Can you give every one of the records below again with "dot" swapped for "marker" and everything else left unchanged?

* Begin GIVEN RECORDS *

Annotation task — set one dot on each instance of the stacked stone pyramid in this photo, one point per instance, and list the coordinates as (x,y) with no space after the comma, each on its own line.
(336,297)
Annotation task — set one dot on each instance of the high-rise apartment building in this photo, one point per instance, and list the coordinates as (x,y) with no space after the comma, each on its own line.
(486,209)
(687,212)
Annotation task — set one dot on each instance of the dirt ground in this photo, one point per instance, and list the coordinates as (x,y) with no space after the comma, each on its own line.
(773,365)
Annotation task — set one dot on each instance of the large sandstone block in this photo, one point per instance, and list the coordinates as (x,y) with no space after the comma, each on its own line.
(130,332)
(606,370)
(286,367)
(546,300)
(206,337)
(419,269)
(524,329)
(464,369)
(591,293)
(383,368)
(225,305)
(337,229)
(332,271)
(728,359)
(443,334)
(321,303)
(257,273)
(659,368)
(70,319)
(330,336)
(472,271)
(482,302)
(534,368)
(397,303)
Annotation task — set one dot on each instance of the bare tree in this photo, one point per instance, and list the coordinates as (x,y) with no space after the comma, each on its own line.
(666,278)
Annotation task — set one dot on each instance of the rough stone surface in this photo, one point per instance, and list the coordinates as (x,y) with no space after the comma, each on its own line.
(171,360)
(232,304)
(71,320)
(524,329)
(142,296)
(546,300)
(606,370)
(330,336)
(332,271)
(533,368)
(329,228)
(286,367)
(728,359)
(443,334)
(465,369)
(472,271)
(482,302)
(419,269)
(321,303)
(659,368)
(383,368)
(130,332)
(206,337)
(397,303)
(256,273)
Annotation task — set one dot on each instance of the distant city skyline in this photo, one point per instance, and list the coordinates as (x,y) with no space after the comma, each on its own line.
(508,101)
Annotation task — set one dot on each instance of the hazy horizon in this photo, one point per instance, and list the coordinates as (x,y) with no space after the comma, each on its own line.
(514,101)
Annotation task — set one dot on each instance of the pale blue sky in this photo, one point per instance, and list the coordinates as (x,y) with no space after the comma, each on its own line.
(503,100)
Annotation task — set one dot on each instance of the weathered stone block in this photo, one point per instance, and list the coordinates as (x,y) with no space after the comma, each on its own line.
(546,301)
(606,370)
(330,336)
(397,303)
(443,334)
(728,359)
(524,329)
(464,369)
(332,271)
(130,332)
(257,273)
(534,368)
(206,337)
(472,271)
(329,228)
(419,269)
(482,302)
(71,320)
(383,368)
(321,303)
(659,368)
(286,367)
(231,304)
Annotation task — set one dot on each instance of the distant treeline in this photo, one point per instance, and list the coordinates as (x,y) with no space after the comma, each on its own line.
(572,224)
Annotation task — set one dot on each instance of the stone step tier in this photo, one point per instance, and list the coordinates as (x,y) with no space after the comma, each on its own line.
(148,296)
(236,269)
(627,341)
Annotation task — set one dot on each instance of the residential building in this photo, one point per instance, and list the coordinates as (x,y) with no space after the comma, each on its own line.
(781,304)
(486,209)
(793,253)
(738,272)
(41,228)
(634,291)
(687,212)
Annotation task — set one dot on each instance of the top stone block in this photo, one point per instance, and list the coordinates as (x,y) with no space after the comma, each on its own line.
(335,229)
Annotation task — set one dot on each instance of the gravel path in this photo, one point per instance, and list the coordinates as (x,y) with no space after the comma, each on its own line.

* End GIVEN RECORDS *

> **ANSWER**:
Annotation task — set one marker on each instance of the stacked stone pyramid in this photo, one point per instance, and list the coordinates as (x,y) with no space after the comma, each on its own line.
(336,297)
Annotation task — set one marker on each instance of the high-rise apartment building in this photo, one point per instance, and list the coordinates as (x,y) with no space after the comma, each on its own line.
(486,209)
(687,212)
Annotation task — set one marker on each instance of the dirt ground in this photo, one point per instance, and list the coordinates as (x,y) with no space after the comma, each on its own line.
(773,365)
Annotation task — set one marker on each instance of the large sandstone block in this photo, one point per instance, and list the coordinates as (x,y) with no space after the comma, each on its own line.
(130,332)
(606,370)
(286,367)
(546,300)
(206,337)
(419,269)
(524,329)
(464,369)
(591,293)
(383,368)
(225,305)
(337,229)
(332,271)
(728,359)
(443,334)
(321,303)
(257,273)
(659,368)
(70,319)
(330,336)
(472,271)
(482,302)
(534,368)
(397,303)
Annotation task — set one marker on each instance of the bare tree in this photo, one point per instance, and list the coordinates as (x,y) with no space after the comma, each on its own line.
(666,278)
Annotation task — set one marker on each instance of the rough stone surface in this photo, one point per instance, and list the coordinates as (x,y) with no space after the comma, each on its own line.
(171,360)
(232,304)
(71,320)
(524,329)
(142,296)
(546,300)
(606,370)
(330,336)
(332,271)
(533,368)
(329,228)
(286,367)
(728,359)
(443,334)
(465,369)
(472,271)
(482,302)
(419,269)
(321,303)
(659,368)
(383,368)
(130,332)
(206,337)
(397,303)
(256,273)
Annotation task — set one marker on each instance of the distant city skyline in this photo, one point per instance, and list the coordinates as (x,y) with no space after the comma, each on its own line.
(508,101)
Annotation task — set one marker on each instance of the hazy horizon in this photo, one point per instance, and list the coordinates as (x,y) with no space after the comma, each on its own line.
(514,101)
Annotation task — set one marker on each instance of the pale blue sky in this photo, one point per instance, and list the coordinates as (x,y) with no space after the comma, each on its own line.
(503,100)
Annotation task — set one marker on each instance of the weathered stone block in this photo, one point per instance, and list the coordinates as (x,y) with no space after the comma, each on its own line.
(546,301)
(606,370)
(330,336)
(397,303)
(443,334)
(728,359)
(524,329)
(464,369)
(332,271)
(130,332)
(257,273)
(534,368)
(206,337)
(472,271)
(329,228)
(419,269)
(482,302)
(71,320)
(383,368)
(321,303)
(659,368)
(286,367)
(231,304)
Annotation task — set one marker on each instance of the distant treeline in this photo, one point per instance, and list the coordinates as (x,y) with no space after the comma, each on its own line.
(572,224)
Annotation task — set one marker on each instance of the stone step tier in this photo, one point per instance, and list the coordinates as (x,y) with no space after the comma, each on its own line.
(148,296)
(236,269)
(627,341)
Annotation task — set one marker on each instance of the residential building in this photo, one point per instance, and list the coordinates as (x,y) with no space after the comma, each on its own line.
(781,304)
(486,209)
(793,253)
(738,272)
(41,228)
(634,291)
(687,212)
Annotation task — set one marker on each instance of the top stone block in this photo, one point per instance, and list the coordinates as (x,y) with no space after the comma, each on its own line.
(335,229)
Annotation task — set one marker on each instance of the gravel path in this photo, one point per instance, and list the coordinates as (x,y) with no space after the comma, each on its own line.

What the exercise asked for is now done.